Image-to-image: The art of AI-powered image transformation

Learn how to transform existing images using AI. This guide explains the image-to-image process, key parameters, and techniques for achieving optimal results.

Introduction

Image-to-image (img2img) transformation uses an existing image as a starting point and modifies it according to your text prompt. Unlike text-to-image generation which creates images from scratch, img2img maintains aspects of your original image while applying changes based on your instructions.

A futuristic gallery displaying large vertical screens with portraits of women, lit with colorful ambient lighting

This guide focuses specifically on standard image-to-image transformation. For related techniques like image inpainting or image outpainting , see the respective pages for dedicated walkthroughs and examples.

Basic request example

Here's a simple image-to-image request to get you started:

[
  {
    "taskType": "imageInference",
    "taskUUID": "b8c4d952-7f27-4a6e-bc9a-83f01d1c6d59",
    "model": "runware:101@1",
    "positivePrompt": "A wide desert with soft sand dunes, dry air, and scattered cacti under a clear blue sky, watercolor painting style",
    "seedImage": "c64351d5-4c59-42f7-95e1-eace013eddab",
    "strength": 0.9,
    "width": 1024,
    "height": 1024,
    "steps": 30
  }
]
{
  "data": [
    {
      "taskType": "imageInference",
      "imageUUID": "0c3cf644-70d4-499b-a2ce-febb4474d40c",
      "taskUUID": "b8c4d952-7f27-4a6e-bc9a-83f01d1c6d59",
      "seed": 5120148993590679312,
      "imageURL": "https://im.runware.ai/image/ws/2/ii/0c3cf644-70d4-499b-a2ce-febb4474d40c.jpg"
    }
  ]
}

This request transforms an existing image (identified by the seedImage UUID) into a watercolor painting style while maintaining the basic composition. The strength value of 0.9 indicates a strong transformation.

How image-to-image works

Image-to-image starts from your source image instead of random noise, then applies the generation process guided by your prompt. Internally, the image is first encoded into the model's latent space and then partially noised, based on the strength parameter. This determines where in the denoising process the model begins, with higher values starting from a noisier version of the image.

From there, the model performs denoising while being guided by your prompt, gradually transforming the image based on how much noise was introduced and how strongly the prompt influences the result.

* [Short problem a]:
Which lines in the records below contain the word "woman"? List each of those lines in full.

Point annotation dataset records:
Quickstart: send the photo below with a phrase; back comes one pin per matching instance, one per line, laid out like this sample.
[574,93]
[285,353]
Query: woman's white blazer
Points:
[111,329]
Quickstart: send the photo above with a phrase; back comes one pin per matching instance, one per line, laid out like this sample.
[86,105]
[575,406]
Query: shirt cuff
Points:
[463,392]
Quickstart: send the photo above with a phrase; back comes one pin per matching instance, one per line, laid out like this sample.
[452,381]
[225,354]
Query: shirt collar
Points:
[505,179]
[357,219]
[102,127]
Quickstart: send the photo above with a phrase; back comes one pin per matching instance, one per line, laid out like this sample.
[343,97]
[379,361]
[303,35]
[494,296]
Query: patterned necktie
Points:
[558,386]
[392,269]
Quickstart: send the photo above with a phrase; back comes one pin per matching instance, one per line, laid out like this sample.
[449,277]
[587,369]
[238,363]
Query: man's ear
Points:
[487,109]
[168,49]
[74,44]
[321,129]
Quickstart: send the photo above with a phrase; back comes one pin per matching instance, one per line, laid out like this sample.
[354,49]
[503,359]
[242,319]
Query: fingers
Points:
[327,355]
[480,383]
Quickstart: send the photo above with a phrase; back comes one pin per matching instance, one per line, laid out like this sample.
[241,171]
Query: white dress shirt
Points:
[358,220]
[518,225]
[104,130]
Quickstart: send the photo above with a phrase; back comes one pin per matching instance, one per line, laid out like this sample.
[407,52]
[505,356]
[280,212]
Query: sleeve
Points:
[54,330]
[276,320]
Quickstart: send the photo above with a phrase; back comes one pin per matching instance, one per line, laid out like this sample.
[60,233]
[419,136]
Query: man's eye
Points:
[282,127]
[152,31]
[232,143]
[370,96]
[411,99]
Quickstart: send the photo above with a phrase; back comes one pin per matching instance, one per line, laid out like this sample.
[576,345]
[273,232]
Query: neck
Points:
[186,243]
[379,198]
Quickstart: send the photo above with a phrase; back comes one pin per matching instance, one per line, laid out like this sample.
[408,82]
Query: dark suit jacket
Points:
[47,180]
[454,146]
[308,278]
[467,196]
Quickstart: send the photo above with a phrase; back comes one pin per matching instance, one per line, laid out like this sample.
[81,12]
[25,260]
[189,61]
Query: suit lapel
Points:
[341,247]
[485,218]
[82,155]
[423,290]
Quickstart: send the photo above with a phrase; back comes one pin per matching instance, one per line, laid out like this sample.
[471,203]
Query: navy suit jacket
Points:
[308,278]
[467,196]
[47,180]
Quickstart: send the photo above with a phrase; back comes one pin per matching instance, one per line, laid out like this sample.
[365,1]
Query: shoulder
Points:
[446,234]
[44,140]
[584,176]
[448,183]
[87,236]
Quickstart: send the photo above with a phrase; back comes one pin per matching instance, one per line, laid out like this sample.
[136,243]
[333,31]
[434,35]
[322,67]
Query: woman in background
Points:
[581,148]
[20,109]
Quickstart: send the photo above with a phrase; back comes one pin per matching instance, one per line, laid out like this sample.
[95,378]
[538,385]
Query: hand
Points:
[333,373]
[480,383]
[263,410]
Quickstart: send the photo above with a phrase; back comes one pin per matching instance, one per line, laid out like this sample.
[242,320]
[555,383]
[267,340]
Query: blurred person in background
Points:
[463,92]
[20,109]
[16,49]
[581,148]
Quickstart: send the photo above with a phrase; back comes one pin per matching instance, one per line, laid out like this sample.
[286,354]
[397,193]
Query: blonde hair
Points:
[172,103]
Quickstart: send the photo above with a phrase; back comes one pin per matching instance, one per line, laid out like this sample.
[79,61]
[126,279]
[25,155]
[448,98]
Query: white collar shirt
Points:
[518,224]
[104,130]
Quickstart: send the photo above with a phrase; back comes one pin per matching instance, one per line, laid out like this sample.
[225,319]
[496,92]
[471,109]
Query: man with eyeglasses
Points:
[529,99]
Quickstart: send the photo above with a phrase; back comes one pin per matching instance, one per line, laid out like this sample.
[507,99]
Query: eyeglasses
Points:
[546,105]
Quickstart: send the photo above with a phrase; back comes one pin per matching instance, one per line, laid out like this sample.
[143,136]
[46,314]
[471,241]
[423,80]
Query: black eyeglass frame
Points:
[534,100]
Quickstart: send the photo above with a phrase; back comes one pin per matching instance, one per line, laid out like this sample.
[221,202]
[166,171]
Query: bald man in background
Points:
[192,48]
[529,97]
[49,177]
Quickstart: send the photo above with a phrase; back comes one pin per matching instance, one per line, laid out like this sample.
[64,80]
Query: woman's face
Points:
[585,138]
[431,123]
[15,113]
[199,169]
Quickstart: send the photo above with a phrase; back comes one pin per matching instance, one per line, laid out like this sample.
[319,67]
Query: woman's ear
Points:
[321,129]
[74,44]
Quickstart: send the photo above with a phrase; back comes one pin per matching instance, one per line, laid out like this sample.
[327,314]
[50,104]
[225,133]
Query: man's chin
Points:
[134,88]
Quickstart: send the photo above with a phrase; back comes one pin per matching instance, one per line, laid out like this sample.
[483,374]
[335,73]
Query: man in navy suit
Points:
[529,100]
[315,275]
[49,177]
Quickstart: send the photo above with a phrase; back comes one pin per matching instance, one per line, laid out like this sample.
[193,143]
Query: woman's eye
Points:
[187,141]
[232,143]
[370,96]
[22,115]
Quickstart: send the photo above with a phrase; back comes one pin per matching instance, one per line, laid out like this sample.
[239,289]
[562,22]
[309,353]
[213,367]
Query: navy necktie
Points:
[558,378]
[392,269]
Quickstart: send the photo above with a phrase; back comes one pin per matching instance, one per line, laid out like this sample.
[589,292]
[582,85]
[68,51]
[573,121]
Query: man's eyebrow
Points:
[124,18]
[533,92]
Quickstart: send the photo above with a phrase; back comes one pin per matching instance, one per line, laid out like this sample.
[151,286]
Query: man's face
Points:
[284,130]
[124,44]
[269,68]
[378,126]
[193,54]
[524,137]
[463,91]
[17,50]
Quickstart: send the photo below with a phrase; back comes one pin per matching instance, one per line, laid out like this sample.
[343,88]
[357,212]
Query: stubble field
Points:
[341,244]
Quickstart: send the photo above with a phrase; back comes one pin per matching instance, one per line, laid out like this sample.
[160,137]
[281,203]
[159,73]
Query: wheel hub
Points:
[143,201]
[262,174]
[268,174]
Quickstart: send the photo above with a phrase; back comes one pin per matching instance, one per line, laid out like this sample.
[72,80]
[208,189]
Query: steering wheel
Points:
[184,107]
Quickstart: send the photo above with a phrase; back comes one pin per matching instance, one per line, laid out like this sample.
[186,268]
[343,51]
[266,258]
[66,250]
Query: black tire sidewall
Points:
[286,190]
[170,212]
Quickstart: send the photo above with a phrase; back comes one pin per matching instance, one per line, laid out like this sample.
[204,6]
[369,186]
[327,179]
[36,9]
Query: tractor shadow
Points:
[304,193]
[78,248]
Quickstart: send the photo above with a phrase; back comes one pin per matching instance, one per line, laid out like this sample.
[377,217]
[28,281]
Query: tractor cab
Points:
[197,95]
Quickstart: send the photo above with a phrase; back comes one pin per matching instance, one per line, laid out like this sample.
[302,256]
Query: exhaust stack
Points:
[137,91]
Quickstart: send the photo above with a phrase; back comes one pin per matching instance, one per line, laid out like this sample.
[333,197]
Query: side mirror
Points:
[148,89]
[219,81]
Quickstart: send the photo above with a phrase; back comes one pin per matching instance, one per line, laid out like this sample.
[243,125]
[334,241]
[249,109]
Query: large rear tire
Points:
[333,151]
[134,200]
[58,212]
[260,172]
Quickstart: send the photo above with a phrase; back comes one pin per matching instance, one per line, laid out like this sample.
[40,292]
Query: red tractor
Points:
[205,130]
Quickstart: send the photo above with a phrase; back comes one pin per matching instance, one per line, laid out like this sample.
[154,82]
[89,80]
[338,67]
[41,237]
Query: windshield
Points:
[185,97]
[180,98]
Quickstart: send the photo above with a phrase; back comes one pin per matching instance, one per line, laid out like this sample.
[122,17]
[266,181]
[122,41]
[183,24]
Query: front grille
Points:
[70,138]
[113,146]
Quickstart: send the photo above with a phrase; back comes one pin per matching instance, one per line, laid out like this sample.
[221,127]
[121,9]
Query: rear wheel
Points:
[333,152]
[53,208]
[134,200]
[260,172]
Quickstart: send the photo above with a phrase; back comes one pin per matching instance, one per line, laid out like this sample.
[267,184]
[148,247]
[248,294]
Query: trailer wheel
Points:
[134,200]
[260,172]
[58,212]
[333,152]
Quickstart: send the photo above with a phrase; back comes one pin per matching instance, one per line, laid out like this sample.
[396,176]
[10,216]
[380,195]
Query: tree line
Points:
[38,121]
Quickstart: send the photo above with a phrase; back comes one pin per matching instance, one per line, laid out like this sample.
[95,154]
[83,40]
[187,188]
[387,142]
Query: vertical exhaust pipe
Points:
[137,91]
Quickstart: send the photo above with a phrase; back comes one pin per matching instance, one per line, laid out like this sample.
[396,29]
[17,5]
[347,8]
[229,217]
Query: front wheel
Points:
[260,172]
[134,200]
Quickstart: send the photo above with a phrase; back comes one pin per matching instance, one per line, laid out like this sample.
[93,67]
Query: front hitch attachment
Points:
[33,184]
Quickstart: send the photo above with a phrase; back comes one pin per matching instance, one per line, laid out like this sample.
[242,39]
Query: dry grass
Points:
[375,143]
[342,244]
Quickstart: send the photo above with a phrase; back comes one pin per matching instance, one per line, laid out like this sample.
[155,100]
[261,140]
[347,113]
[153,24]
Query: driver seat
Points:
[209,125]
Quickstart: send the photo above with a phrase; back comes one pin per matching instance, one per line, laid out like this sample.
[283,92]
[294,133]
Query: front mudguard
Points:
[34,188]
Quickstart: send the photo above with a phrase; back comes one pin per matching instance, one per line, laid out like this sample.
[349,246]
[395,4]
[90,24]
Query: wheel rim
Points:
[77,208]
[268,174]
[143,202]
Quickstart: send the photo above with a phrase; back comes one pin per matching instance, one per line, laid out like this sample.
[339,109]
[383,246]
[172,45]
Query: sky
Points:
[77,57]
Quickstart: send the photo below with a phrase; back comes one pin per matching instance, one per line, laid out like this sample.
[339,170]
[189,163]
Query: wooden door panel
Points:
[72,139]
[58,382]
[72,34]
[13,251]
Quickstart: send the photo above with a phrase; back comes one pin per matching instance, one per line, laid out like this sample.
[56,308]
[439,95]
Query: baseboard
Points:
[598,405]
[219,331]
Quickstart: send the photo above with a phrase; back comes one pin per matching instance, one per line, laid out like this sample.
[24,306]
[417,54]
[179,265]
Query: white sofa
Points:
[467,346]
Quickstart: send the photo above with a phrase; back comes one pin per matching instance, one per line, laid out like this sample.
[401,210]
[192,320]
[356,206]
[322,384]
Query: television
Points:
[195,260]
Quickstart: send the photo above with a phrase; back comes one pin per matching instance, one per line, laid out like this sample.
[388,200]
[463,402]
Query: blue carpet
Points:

* [Short problem b]:
Copy the passage of the image-to-image guide above that begins with the words "Introduction" and ends with "walkthroughs and examples.".

* [Expected answer a]:
Query: woman's white blazer
Query: woman in background
Query: woman's face
Query: woman's ear
Query: woman's eye

* [Expected answer b]:
Introduction

Image-to-image (img2img) transformation uses an existing image as a starting point and modifies it according to your text prompt. Unlike text-to-image generation which creates images from scratch, img2img maintains aspects of your original image while applying changes based on your instructions.

A futuristic gallery displaying large vertical screens with portraits of women, lit with colorful ambient lighting

This guide focuses specifically on standard image-to-image transformation. For related techniques like image inpainting or image outpainting , see the respective pages for dedicated walkthroughs and examples.